Start of Quoted passage
Integrity is an aspect of wholeness of character and is primarily a self-concern of the individual nurse. An economically constrained healthcare environment presents the nurse with particularly troubling threats to integrity. Threats to integrity may include a request to deceive a patient, to withhold information, or to falsify records, as well as verbal abuse from patients or coworkers. Threats to integrity also may include an expectation that the nurse will act in a way that is inconsistent with the values or ethics of the profession, or more specifically a request that is in direct violation of the Code of Ethics. Nurses have a duty to remain consistent with both their personal and professional values and to accept compromise only to the degree that it remains an integrity-preserving compromise. An integrity-preserving compromise does not jeopardize the dignity or well-being of the nurse or others. Integrity-preserving compromise can be difficult to achieve, but is more likely to be accomplished in situations where there is an open forum for moral discourse and an atmosphere of mutual respect and regard.
End of Quoted passage
Start of Extracted records
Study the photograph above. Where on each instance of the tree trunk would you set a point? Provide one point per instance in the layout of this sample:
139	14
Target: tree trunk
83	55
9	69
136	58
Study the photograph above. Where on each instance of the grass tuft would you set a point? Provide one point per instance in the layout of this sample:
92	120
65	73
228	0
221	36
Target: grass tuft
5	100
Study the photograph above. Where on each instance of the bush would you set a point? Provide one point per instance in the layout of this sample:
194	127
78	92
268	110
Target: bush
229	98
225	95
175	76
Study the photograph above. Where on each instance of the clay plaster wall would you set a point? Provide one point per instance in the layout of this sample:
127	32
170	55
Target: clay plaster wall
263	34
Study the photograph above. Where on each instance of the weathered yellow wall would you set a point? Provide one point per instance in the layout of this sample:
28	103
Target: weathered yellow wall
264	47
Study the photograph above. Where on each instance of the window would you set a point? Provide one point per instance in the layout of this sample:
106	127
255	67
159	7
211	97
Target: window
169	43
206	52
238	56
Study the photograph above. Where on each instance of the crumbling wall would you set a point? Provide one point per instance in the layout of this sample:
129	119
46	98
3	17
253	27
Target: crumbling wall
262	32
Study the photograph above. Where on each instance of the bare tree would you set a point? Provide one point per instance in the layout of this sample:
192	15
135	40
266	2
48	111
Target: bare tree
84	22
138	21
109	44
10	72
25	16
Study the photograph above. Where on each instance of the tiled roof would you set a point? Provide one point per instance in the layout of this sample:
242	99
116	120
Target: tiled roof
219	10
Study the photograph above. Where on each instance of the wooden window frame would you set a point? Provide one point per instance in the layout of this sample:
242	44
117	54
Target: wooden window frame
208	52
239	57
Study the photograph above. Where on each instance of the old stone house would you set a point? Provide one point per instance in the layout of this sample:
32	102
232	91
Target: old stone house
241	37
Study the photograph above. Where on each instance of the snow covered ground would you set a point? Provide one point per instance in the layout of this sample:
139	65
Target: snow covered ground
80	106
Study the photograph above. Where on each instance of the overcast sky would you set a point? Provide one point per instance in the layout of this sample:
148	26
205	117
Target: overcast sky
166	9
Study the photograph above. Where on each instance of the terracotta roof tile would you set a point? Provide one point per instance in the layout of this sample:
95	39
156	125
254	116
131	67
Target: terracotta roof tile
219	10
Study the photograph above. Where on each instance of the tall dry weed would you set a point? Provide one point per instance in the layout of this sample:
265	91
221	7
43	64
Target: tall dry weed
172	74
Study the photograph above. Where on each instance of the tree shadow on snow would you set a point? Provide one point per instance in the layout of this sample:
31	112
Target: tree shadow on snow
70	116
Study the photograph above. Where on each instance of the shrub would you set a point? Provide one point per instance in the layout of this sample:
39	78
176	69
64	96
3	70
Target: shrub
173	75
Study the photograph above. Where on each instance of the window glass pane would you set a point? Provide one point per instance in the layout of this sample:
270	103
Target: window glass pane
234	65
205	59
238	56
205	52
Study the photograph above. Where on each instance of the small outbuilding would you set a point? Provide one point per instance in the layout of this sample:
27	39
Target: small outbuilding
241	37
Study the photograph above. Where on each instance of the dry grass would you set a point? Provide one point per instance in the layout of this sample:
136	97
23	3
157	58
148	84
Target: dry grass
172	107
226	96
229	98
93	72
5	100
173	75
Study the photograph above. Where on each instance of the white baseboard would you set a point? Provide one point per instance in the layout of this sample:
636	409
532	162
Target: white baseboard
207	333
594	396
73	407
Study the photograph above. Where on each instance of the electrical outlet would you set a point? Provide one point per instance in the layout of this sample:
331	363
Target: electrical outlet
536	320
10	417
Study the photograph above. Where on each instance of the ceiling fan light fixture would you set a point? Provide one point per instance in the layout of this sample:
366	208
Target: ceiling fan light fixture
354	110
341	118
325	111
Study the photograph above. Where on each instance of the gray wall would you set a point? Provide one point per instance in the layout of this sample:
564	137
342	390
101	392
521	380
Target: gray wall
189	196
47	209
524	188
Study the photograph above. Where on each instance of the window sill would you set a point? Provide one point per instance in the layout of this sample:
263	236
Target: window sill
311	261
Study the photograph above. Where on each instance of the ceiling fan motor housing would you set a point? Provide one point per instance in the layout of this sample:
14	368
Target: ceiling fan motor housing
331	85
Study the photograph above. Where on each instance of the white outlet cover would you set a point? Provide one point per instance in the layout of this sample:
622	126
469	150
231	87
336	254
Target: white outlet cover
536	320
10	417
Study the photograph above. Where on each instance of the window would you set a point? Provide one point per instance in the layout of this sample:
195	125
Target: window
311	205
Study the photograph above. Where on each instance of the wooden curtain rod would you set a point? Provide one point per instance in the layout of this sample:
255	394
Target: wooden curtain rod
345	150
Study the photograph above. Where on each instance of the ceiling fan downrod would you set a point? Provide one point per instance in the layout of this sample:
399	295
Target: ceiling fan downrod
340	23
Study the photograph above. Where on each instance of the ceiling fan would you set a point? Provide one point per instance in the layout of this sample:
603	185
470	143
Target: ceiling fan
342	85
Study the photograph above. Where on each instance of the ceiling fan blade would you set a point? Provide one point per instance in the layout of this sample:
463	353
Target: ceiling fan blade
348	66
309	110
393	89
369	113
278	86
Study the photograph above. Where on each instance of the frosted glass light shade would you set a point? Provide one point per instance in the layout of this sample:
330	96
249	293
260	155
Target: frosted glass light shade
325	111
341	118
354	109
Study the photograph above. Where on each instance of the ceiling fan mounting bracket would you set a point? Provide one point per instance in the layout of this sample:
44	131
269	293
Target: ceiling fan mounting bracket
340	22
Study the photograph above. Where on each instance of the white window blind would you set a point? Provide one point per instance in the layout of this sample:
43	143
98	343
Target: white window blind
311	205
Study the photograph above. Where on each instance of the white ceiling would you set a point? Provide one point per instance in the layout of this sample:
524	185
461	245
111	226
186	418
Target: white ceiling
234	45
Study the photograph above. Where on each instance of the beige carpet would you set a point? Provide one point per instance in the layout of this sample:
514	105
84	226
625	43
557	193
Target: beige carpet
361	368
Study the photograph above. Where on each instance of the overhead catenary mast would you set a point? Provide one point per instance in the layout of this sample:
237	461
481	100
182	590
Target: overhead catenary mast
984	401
End of Extracted records
Work instruction 1: In the passage on nurse integrity, what does an integrity-preserving compromise not put at risk?
Work instruction 2: Carry the passage on nurse integrity forward from its final sentence.

Expected output 1: It does not jeopardize the dignity or well-being of the nurse or others.

Expected output 2:
Where nurses are placed in situations of compromise that exceed acceptable moral limits or involve violations of the moral standards of the profession, whether in direct patient care or in any other forms of nursing practice, they may express their conscientious objection to participation. Where a particular treatment, intervention, activity, or practice is morally objectionable to the nurse, whether intrinsically so or because it is inappropriate for the specific patient, or where it may jeopardize both patients and nursing practice, the nurse is justified in refusing to participate on moral grounds. Such grounds exclude personal preference, prejudice, convenience, or arbitrariness. Conscientious objection may not insulate the nurse against formal or informal penalty. The nurse who decides not to take part on the grounds of conscientious objection must communicate this decision in appropriate ways. Whenever possible, such a refusal should be made known in advance and in time for alternate arrangements to be made for patient care. The nurse is obliged to provide for the patient’s safety, to avoid patient abandonment, and to withdraw only when assured that alternative sources of nursing care are available to the patient.

Where patterns of institutional behavior or professional practice compromise the integrity of all its nurses, nurses should express their concern or conscientious objection collectively to the appropriate body or committee. In addition, they should express their concern, resist, and seek to bring about a change in those persistent activities or expectations in the practice setting that are morally objectionable to nurses and jeopardize either patient or nurse well-being.